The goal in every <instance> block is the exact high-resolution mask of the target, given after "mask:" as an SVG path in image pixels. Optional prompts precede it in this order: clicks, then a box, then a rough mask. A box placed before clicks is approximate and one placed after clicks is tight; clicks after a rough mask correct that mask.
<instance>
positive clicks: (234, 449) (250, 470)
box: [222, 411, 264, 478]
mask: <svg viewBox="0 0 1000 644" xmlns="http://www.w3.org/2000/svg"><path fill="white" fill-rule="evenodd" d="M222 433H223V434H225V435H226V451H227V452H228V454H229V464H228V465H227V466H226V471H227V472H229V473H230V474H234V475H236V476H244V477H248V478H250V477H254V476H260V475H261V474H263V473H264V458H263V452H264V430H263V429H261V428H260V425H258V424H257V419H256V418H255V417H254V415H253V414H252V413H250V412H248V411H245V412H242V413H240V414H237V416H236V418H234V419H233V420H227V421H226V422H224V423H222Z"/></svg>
========
**Task item:**
Convert every line of the rows above into a JSON list of strings, with one string per line and blank lines dropped.

**Completed task:**
[
  "The goal in every <instance> block is the exact high-resolution mask of the target, given after \"mask:\" as an SVG path in image pixels. Optional prompts precede it in this order: clicks, then a box, then a rough mask. A box placed before clicks is approximate and one placed after clicks is tight; clicks after a rough mask correct that mask.",
  "<instance>",
  "positive clicks: (234, 449) (250, 470)",
  "box: [222, 411, 264, 478]",
  "mask: <svg viewBox=\"0 0 1000 644\" xmlns=\"http://www.w3.org/2000/svg\"><path fill=\"white\" fill-rule=\"evenodd\" d=\"M222 433H223V434H225V435H226V451H227V452H228V454H229V464H228V465H227V466H226V471H227V472H229V473H230V474H234V475H236V476H244V477H248V478H250V477H254V476H260V475H261V474H263V473H264V458H263V452H264V430H263V429H261V428H260V425H258V424H257V419H256V418H255V417H254V415H253V414H252V413H250V412H248V411H245V412H242V413H240V414H237V416H236V418H234V419H233V420H227V421H226V422H224V423H222Z\"/></svg>"
]